SET TASK.
Rewrite the lines starting at the one containing "skyscraper in the photo above." and continuing through the last line, putting "Pixel positions" wherever "Pixel coordinates" appears and leaving everything else unchanged. Omit the pictures from your answer.

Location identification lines
——
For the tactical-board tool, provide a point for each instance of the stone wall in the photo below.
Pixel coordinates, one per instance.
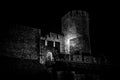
(20, 41)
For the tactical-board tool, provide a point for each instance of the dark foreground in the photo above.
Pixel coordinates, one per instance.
(14, 68)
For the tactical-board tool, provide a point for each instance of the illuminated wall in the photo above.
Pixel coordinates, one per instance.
(75, 24)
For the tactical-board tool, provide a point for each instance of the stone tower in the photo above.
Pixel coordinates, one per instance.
(75, 28)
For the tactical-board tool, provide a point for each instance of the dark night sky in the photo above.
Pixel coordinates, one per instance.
(49, 19)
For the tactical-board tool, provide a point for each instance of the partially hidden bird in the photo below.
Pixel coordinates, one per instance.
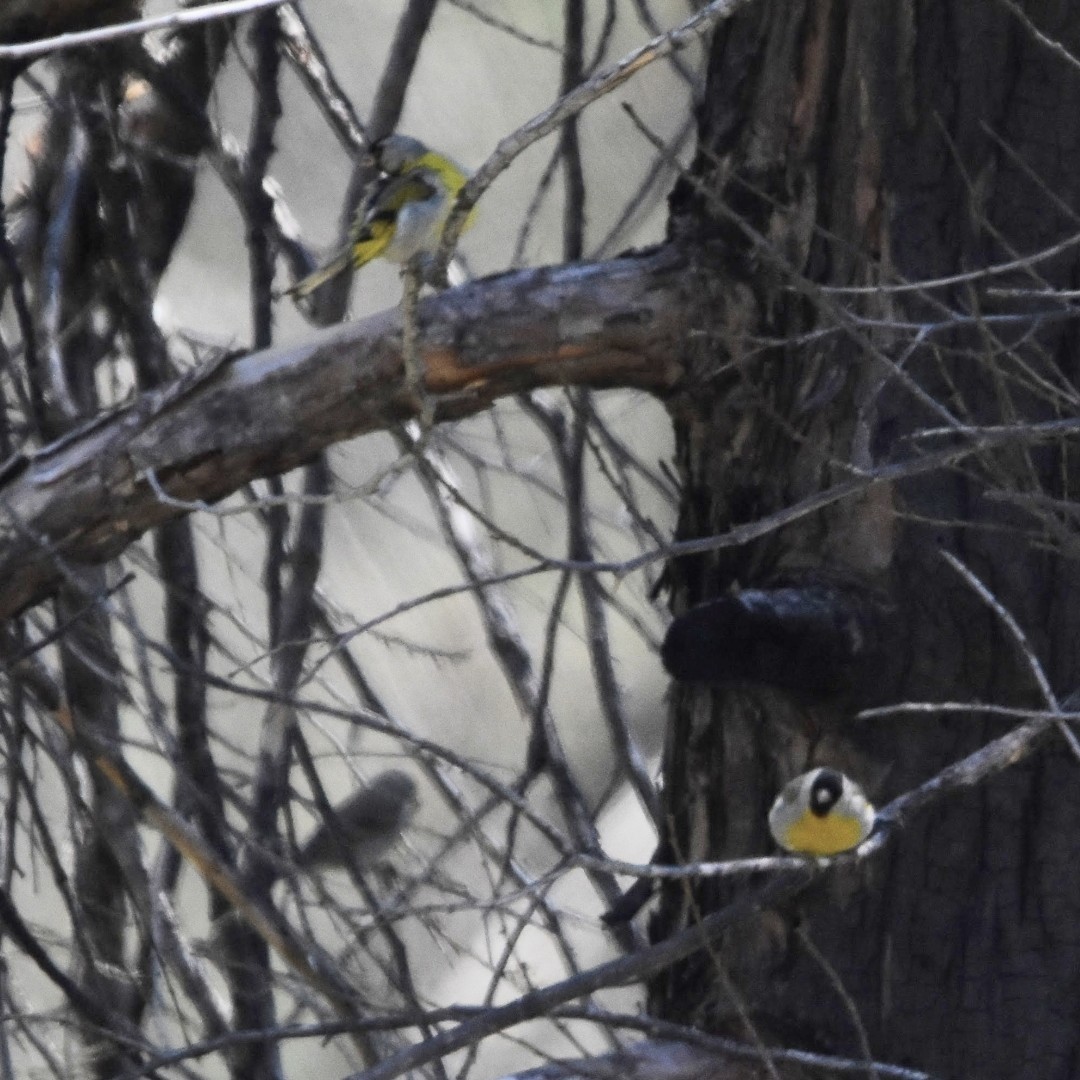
(366, 825)
(404, 214)
(821, 813)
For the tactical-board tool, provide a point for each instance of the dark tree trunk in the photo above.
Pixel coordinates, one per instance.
(848, 144)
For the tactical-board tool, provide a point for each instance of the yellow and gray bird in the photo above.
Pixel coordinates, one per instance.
(405, 214)
(821, 813)
(368, 824)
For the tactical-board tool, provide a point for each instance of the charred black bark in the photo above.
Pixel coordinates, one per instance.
(847, 153)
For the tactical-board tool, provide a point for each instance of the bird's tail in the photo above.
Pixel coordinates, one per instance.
(337, 265)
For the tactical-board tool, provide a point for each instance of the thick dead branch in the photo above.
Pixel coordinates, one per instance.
(84, 498)
(27, 19)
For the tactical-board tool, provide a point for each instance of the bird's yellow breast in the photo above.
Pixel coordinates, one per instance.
(824, 836)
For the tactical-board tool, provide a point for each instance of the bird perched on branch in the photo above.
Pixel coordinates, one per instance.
(405, 213)
(366, 825)
(821, 813)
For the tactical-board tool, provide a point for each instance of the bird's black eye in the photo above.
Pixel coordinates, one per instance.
(825, 792)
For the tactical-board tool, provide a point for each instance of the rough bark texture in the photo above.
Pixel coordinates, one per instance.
(846, 145)
(88, 496)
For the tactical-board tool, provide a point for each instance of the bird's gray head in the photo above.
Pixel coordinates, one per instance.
(399, 153)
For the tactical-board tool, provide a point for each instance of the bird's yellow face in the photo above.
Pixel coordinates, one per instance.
(821, 813)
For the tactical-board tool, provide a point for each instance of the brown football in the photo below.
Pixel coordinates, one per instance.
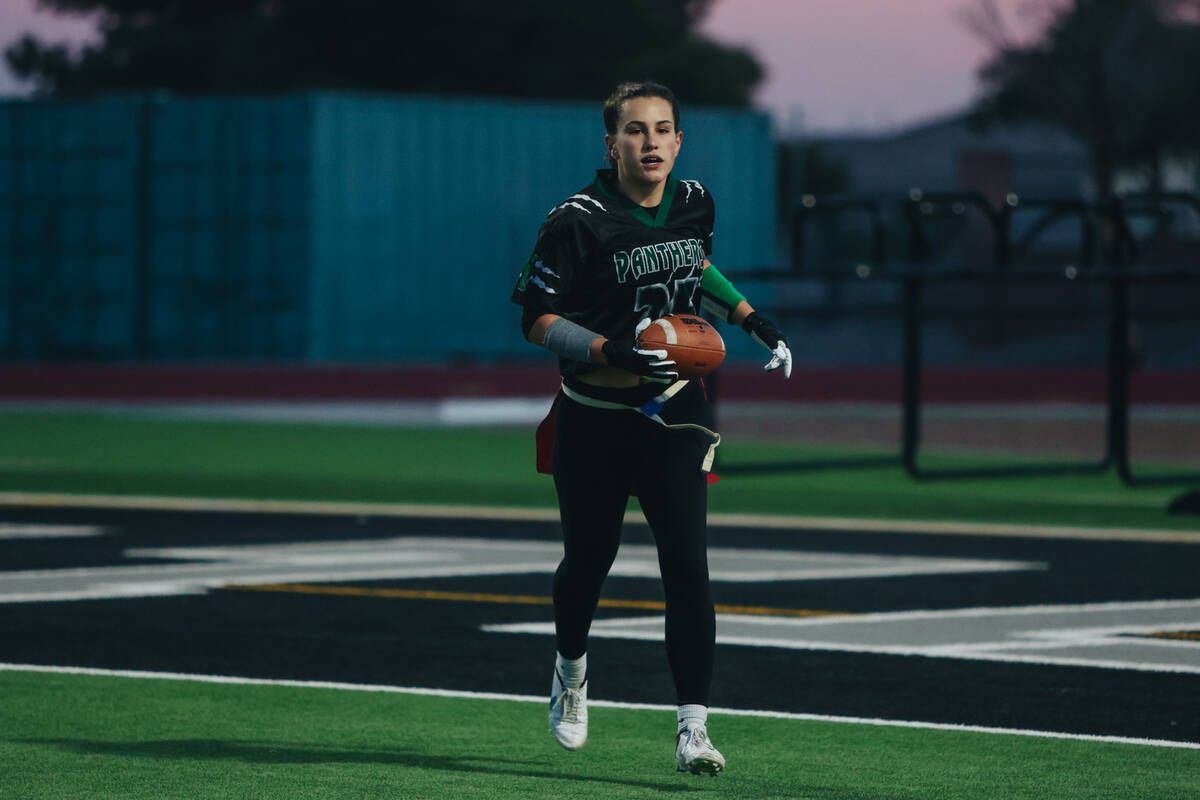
(690, 342)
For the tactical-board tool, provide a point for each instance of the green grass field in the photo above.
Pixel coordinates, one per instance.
(91, 738)
(87, 737)
(101, 453)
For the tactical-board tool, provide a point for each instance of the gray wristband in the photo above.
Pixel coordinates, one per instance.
(570, 341)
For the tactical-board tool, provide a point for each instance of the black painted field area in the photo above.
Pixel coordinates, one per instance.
(315, 597)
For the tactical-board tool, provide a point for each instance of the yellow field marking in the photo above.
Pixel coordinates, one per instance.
(529, 600)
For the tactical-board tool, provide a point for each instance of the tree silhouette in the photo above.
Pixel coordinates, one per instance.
(522, 48)
(1123, 76)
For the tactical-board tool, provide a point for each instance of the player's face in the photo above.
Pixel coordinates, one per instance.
(646, 142)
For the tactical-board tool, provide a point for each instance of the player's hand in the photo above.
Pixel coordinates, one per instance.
(765, 332)
(649, 364)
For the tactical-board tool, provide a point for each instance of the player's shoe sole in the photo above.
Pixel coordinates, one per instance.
(569, 714)
(696, 755)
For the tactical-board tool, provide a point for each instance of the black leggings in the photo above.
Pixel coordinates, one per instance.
(599, 453)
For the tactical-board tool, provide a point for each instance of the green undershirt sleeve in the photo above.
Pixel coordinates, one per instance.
(717, 294)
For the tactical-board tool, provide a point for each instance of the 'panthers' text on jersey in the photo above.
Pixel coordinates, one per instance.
(605, 263)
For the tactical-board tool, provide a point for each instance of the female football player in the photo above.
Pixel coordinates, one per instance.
(628, 248)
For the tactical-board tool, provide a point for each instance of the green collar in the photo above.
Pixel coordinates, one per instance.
(639, 212)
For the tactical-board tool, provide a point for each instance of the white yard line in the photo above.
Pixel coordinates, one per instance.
(539, 699)
(774, 522)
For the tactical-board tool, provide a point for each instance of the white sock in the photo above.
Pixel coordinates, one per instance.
(571, 671)
(693, 714)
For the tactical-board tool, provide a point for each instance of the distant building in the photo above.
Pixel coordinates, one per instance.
(949, 155)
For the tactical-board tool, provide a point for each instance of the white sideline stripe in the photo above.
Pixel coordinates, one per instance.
(35, 530)
(610, 704)
(775, 522)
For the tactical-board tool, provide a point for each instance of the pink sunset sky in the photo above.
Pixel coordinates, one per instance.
(831, 64)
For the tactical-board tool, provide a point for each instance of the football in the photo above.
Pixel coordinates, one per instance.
(690, 342)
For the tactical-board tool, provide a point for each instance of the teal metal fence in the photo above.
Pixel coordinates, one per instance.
(316, 227)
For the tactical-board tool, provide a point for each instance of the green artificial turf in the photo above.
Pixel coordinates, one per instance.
(112, 453)
(93, 738)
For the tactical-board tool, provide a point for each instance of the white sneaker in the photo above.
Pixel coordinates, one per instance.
(569, 714)
(695, 753)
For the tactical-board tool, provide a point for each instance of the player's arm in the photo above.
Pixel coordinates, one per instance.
(718, 296)
(571, 341)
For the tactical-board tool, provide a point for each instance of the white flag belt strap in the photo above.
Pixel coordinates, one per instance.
(652, 408)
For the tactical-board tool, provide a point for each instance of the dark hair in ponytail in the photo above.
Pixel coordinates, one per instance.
(627, 91)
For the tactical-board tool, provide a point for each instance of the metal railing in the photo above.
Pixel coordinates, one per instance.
(960, 238)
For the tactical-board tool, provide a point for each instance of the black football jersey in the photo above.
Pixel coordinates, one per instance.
(605, 263)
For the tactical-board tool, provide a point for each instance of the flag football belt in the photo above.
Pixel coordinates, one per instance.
(653, 409)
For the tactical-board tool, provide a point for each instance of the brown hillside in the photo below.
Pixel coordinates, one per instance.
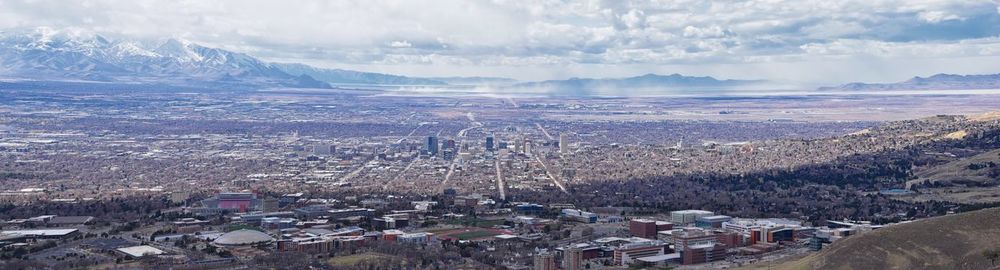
(948, 242)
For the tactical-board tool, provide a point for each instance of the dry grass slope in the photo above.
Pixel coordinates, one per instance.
(948, 242)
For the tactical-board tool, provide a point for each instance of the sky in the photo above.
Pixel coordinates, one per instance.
(803, 41)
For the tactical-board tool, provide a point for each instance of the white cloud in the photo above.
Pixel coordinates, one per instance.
(937, 16)
(400, 44)
(442, 36)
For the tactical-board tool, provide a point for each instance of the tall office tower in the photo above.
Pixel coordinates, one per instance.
(489, 143)
(324, 150)
(432, 145)
(573, 259)
(545, 261)
(527, 147)
(563, 144)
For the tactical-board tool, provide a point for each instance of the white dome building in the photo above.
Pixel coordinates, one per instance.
(242, 238)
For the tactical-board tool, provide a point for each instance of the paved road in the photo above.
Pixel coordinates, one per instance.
(551, 176)
(500, 185)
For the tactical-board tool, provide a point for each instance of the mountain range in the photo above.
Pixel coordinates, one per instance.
(45, 54)
(935, 82)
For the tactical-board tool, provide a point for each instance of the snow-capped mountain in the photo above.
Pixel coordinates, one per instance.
(45, 53)
(935, 82)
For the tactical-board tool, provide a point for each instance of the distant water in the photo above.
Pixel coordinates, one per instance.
(458, 91)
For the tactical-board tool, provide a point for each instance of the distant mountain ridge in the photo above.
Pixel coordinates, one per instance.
(52, 54)
(648, 81)
(341, 76)
(935, 82)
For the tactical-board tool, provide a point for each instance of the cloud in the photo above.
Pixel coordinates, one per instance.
(450, 36)
(400, 44)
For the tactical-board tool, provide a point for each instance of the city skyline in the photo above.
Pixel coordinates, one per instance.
(795, 42)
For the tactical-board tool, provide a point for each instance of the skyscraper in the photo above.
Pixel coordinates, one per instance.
(563, 144)
(432, 145)
(545, 261)
(489, 143)
(573, 259)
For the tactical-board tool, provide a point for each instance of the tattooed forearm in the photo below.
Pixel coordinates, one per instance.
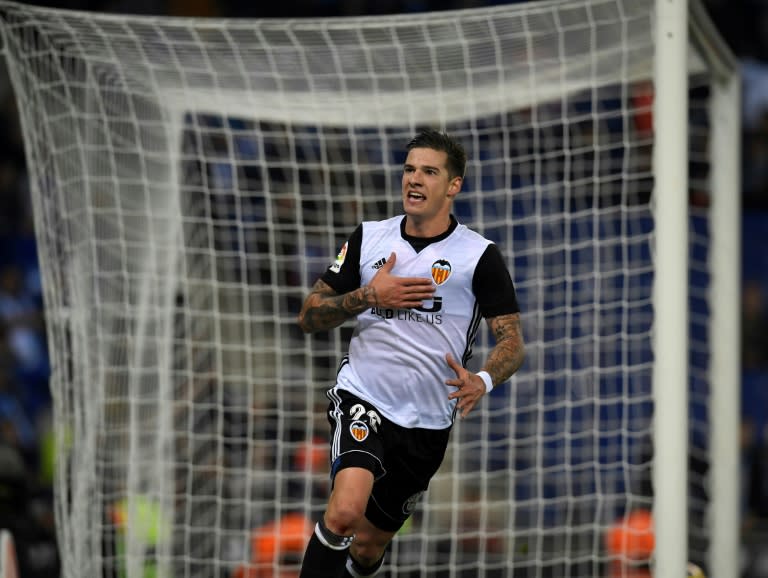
——
FULL SOLUTION.
For the tactical-board tool, provide a point for each instance of the skyscraper in the photo above.
Pixel positions, one per instance.
(563, 144)
(432, 145)
(545, 261)
(489, 143)
(573, 259)
For the tactical-board tool, provide a point for each instance of the tattooed forearm in the photo below.
Pixel positions, one per instance.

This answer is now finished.